Each line of the entries that contains the word "every" adds one. Reply with the resulting number only.

————————

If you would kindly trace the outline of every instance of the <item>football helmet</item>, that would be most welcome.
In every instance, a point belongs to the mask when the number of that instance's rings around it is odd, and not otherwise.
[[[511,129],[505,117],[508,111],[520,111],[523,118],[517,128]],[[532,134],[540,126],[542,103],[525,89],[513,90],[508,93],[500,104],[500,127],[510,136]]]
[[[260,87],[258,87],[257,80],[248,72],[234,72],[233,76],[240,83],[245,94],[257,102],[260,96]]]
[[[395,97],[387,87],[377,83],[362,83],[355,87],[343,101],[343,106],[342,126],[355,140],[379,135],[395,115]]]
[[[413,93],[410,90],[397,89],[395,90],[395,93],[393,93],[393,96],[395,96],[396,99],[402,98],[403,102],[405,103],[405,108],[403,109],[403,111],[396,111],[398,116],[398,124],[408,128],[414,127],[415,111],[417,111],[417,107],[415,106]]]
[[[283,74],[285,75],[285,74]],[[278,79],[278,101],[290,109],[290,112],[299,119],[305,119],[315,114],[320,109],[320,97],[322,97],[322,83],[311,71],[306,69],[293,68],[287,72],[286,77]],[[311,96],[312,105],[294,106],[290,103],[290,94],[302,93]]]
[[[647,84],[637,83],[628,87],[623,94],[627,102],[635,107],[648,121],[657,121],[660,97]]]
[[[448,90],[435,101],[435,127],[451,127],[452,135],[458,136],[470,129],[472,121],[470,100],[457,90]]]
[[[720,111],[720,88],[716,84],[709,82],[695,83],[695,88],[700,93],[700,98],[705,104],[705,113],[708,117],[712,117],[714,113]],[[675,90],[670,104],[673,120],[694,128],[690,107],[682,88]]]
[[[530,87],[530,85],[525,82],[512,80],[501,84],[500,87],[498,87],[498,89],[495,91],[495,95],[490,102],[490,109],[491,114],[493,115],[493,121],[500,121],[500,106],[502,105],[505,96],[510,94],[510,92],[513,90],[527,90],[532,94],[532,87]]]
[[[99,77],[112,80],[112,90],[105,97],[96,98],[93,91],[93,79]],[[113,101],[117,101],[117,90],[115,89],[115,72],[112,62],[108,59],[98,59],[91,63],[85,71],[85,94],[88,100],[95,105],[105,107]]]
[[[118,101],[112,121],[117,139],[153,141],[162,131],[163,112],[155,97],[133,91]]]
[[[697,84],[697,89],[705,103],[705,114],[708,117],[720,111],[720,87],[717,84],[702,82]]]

————————

_COMPLETED TASK:_
2